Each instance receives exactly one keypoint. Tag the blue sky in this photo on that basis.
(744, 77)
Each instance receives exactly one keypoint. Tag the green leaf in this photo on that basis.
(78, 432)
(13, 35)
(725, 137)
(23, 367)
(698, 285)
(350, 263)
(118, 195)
☆ ☆ ☆ ☆ ☆ ☆ ☆
Task statement: Reproduce the listing in full. Change nothing.

Response to the exercise:
Each instance receives exactly one keypoint. Tag the blue sky in this photo on that basis.
(744, 77)
Each instance receives exactly one keypoint. Tag the green leaf in this photo on that basis.
(78, 432)
(13, 35)
(725, 137)
(23, 367)
(698, 285)
(350, 263)
(118, 195)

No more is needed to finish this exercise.